### Document passage

┏━━

We should never mistake the interests of Big Oil and the polluters for the interests of the American people. We should always understand that oil is one way to power our country, and for the time being it is going to be a part of our energy portfolio. But we should not be giving them massive subsidies. We should not be giving them massive subsidies when they're making record profits. We should not relieve them of basic health and safety protections to make sure that our natural wonders don't get destroyed, our wildlife doesn't get destroyed, our recreational industries don't get destroyed.
The oil spill in the gulf is still fresh in my mind. And I'm outraged, Mr. Speaker, that BP was able to write off the cost of the cleanup. I don't think enough Americans know that BP was allowed to write off the cost of the cleanup of the gulf. In other words, they simply foisted that cost on the American people, which I think is terribly unfortunate.
So this week, the Republicans brought an energy bill to the floor that simply checks off from Big Oil's wish list. To me, it felt like if Big Oil was to have a wish list, the Republicans just played Santa Claus. And I don't think that's the right thing to do. I think what we should do is recognize the fact that petroleum will be a part of our energy portfolio, but we should minimize it. We should promote other sources--green sources of energy: wind, solar, biomass, conservation. We should be investing in innovative approaches, not just subsidizing the fossil fuel industry, as we do, to the tune of about $110 billion every 10 years.
So as I said, Mr. Speaker, this week Republicans brought an energy bill to the floor that simply checks off from Big Oil's wish list. It weakens public health protections. It forces arbitrary giveaways of public land. As I already mentioned, it puts energy drilling ahead of all other uses of Federal land. The oil, gas, and coal industries are already getting billions in corporate welfare. They will receive at least $110 billion in subsidies over the next 10 years. These subsidies have been won by decades of lobbying. Lobbying.
These subsidies have not been won because what they are asking Congress to do is such a great idea. They have had high-paid lobbyists come down here and work over Members of Congress to give them what they wanted. And it has accumulated to the tune of about $110 billion a year. So they have a lot of power around here.
But I think that we would not be serving the public properly if we just turned over public lands so they can drill on them and spill on them and make all these mistakes that we ultimately have to pay for because they have won themselves tax breaks which allow them to write off the costs of these spills.

┗━━

### Data extract
┏━━

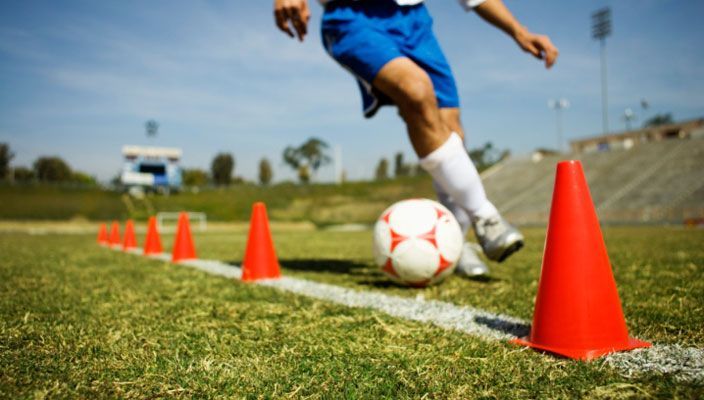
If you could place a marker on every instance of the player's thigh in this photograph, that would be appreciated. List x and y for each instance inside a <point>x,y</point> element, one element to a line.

┗━━

### Set task 1
Answer these about the speech on Big Oil subsidies:
(a) What was BP allowed to write off?
(b) Which green sources of energy does the speaker list?
(c) How does the speech say the subsidies were won?
### Set task 2
Extract from the speech on Big Oil subsidies the stretch from "We should never" through "don't get destroyed.".
### Set task 3
Continue the speech on Big Oil subsidies from where it stops.
The data here come from a separate source.

### Right answer 1
(a) The cost of the cleanup of the gulf.
(b) Wind, solar, biomass, and conservation.
(c) By decades of lobbying.

### Right answer 2
We should never mistake the interests of Big Oil and the polluters for the interests of the American people. We should always understand that oil is one way to power our country, and for the time being it is going to be a part of our energy portfolio. But we should not be giving them massive subsidies. We should not be giving them massive subsidies when they're making record profits. We should not relieve them of basic health and safety protections to make sure that our natural wonders don't get destroyed, our wildlife doesn't get destroyed, our recreational industries don't get destroyed.

### Right answer 3
In 2011, the oil, gas, and coal industry spent $167 million lobbying the Federal Government. That's $167 million paid to lobbyists by the oil, gas, and coal industry. Now why, if they're right, do they have to spend so much money trying to convince Congress they are so right? If you've got a good idea, we would be able to review the bill and vote your way, if you've got something in the interest of the American people.
But if you have something that's for the special interests, well, yeah, you know, you've got to pull out the guys in the monogrammed shirts and the $1,500 suits to come tell us why we've just got to give them this loophole--which, by the way, Mr. Speaker, they always promise will bring jobs but rarely does anything other than bring them a lot more profit.
But you know what, Mr. Speaker, the renewable energy industry also needs investment, not just the oil industry, which doesn't need it. Clean energy is the fastest growing job sector in the world. America should be leading, not getting left behind. As the world is investing in new energy production methods, America is investing and putting subsidies on fossil fuels.
Now, from a scientific point of view, Mr. Speaker, we call the oil, coal, and gas industries fossil fuels. Why? Because these fuels are basically derived from just hundreds of millions of years worth of time going by and organic matter, trees from a million years ago and so forth. This is what fossil fuel is made from. But I think there's another good reason to call oil, gas, and coal fossil fuels. It's because they're the old way of doing stuff.
We need some new ways of doing stuff. We need to invest in clean energy. If we want to stay the strongest economy in the world, we need to invest in industries growing the fastest. Experts say that investing in clean energy gets more bang for the buck, Mr. Speaker, in creating jobs than the fossil fuel industry.
China has surpassed the United States in clean energy investment. China has surpassed the United States in clean energy investment, spending almost twice as much as we do, and the U.K. and Spain are not far behind.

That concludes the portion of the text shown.